Nessas circunstâncias, é lícito questionar quais as implicações do modo de produção e reprodução da vida engendram para o lazer? O tempo é uma categoria que sob o sistema de capital sofre metamorfoses? Destarte, este estudo objetiva refletir sobre a lógica do lazer sob as condicionalidades da sociabilidade do capital e suas reverberações para o ser social. A pesquisa possui abordagem qualitativa do tipo bibliográfica, além de estar calcada no paradigma epistemológico crítico-dialético. O desenvolvimento do lazer na perspectiva do reino da liberdade é inconcebível nos moldes do atual modo de produção e reprodução da vida, ainda, compreendendo o lazer como tempo de não trabalho, com efeito, o lazer pode ser “engolido” pela lógica da expansão de mercadorias próprias do sistema metabólico do capital. No limite, o referido texto não busca empreender uma análise empírica de como o lazer no ponto de vista da política e dos programas se realizam, contudo, limita-se em compreender o estatuto do lazer sob as condicionalidades do sistema sociometabólico de capital.
A mercadorização do lazer na sociedade moderna
Com a crise que eclodiu na década de 1970 em decorrência da grande produção que não encontrou correspondente consumo, o sistema de capital teve que procurar novos meios pelos quais possibilitassem o capital superar sua até então crise.
* * *
▸ Objetivos:
a) Liste, sem repetições, as diferentes expressões do trecho sobre lazer que vão da palavra "sistema" até a primeira palavra "capital" que a segue.
b) Por favor, repita sem alterações a parte do trecho sobre lazer que vai de "A mercadorização do" até "até então crise.".
Os dados são um material independente do texto.

▸ Material:
* * *
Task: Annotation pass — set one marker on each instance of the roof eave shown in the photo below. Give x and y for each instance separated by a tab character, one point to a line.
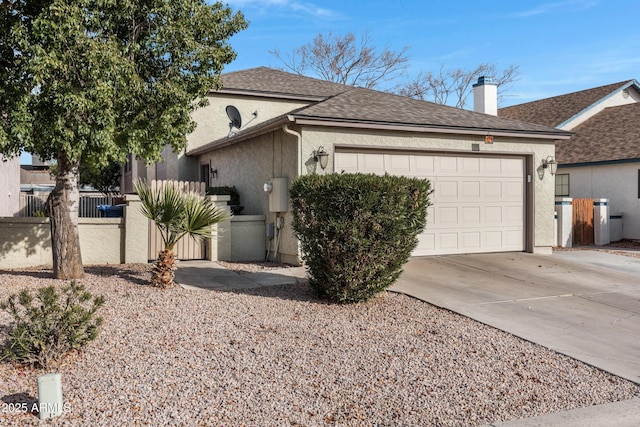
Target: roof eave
361	124
265	94
633	82
248	133
430	128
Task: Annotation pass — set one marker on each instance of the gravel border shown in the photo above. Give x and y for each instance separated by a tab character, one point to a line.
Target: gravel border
277	356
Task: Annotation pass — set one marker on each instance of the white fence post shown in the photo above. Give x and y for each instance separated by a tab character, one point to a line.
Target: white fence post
219	246
601	234
136	231
564	210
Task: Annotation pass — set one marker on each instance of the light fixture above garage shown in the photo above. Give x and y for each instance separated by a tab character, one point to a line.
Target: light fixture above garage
551	164
321	156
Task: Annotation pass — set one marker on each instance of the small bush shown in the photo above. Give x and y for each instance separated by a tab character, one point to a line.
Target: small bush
45	327
356	231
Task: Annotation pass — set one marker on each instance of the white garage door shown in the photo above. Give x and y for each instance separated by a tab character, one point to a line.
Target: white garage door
478	201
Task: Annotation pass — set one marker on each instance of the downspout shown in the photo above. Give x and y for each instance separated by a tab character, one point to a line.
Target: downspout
285	127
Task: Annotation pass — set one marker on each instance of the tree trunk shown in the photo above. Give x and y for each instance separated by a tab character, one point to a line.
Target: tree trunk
164	270
63	203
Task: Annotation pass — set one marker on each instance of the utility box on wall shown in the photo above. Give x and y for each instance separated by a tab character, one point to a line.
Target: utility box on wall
279	195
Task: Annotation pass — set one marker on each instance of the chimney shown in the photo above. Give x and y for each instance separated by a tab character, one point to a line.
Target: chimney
485	96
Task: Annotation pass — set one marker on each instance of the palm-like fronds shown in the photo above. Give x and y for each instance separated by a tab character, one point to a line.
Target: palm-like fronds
178	213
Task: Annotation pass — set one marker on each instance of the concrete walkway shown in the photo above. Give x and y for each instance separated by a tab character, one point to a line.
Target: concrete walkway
211	275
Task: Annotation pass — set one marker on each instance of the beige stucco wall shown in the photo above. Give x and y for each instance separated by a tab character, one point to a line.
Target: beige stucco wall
247	166
616	182
9	186
26	242
213	122
544	186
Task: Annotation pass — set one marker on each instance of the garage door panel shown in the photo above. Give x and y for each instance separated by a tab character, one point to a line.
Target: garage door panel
470	165
492	190
446	190
422	165
513	167
448	215
371	163
446	165
471	240
471	189
347	162
478	202
398	164
470	215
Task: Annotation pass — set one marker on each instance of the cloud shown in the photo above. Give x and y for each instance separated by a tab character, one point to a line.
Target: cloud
552	7
307	8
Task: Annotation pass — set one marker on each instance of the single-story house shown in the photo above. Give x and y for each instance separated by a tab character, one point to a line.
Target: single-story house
267	126
602	158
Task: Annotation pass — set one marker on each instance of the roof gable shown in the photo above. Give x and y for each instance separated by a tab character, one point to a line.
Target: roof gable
370	106
559	109
610	135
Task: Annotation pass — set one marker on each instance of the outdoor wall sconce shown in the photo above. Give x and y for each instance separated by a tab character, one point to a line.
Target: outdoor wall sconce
551	164
321	156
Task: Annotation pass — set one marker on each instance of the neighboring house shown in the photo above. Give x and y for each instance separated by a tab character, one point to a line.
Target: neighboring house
602	159
9	186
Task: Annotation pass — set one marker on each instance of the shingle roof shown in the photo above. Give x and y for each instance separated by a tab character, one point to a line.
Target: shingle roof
276	82
612	134
346	105
370	106
558	109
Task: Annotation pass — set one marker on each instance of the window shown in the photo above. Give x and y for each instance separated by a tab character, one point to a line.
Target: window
562	184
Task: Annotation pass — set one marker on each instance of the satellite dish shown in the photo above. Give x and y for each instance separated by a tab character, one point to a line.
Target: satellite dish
234	116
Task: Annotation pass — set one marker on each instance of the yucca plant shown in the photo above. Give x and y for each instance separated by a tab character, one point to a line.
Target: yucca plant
177	213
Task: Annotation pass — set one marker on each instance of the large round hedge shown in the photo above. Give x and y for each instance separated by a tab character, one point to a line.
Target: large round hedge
357	230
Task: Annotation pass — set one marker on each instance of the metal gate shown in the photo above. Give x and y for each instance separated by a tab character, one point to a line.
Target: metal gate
583	222
187	247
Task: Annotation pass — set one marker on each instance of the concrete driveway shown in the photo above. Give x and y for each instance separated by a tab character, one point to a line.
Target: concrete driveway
585	304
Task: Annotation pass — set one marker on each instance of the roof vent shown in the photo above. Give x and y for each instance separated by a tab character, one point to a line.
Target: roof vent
485	96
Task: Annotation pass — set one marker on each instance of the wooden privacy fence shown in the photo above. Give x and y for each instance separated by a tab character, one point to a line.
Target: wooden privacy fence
583	222
187	247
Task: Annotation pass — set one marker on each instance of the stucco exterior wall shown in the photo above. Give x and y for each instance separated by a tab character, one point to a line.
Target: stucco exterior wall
247	166
544	184
26	242
213	122
9	186
616	182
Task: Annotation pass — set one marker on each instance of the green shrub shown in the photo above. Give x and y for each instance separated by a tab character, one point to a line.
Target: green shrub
45	327
356	231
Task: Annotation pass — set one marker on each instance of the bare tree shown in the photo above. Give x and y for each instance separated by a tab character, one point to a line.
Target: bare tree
454	86
346	60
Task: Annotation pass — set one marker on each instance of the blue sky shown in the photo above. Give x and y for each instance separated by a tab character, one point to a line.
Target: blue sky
559	46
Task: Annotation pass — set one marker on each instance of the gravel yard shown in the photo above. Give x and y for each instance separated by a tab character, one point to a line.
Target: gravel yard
276	356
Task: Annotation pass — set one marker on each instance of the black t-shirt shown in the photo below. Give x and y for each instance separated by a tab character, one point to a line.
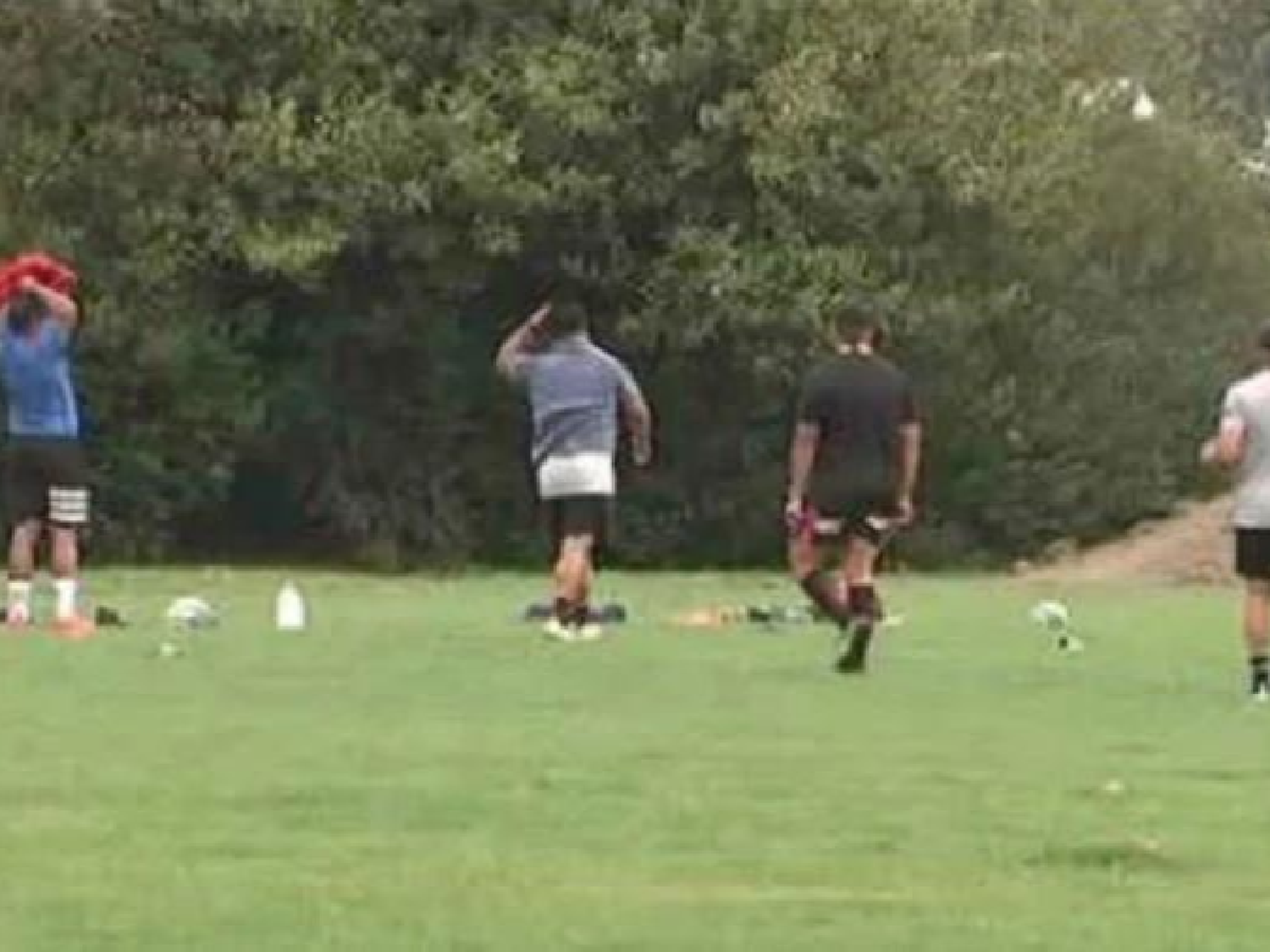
* * *
▸ Soluções das tarefas:
a)
sistema de capital
sistema metabólico do capital
sistema sociometabólico de capital

b)
A mercadorização do lazer na sociedade moderna
Com a crise que eclodiu na década de 1970 em decorrência da grande produção que não encontrou correspondente consumo, o sistema de capital teve que procurar novos meios pelos quais possibilitassem o capital superar sua até então crise.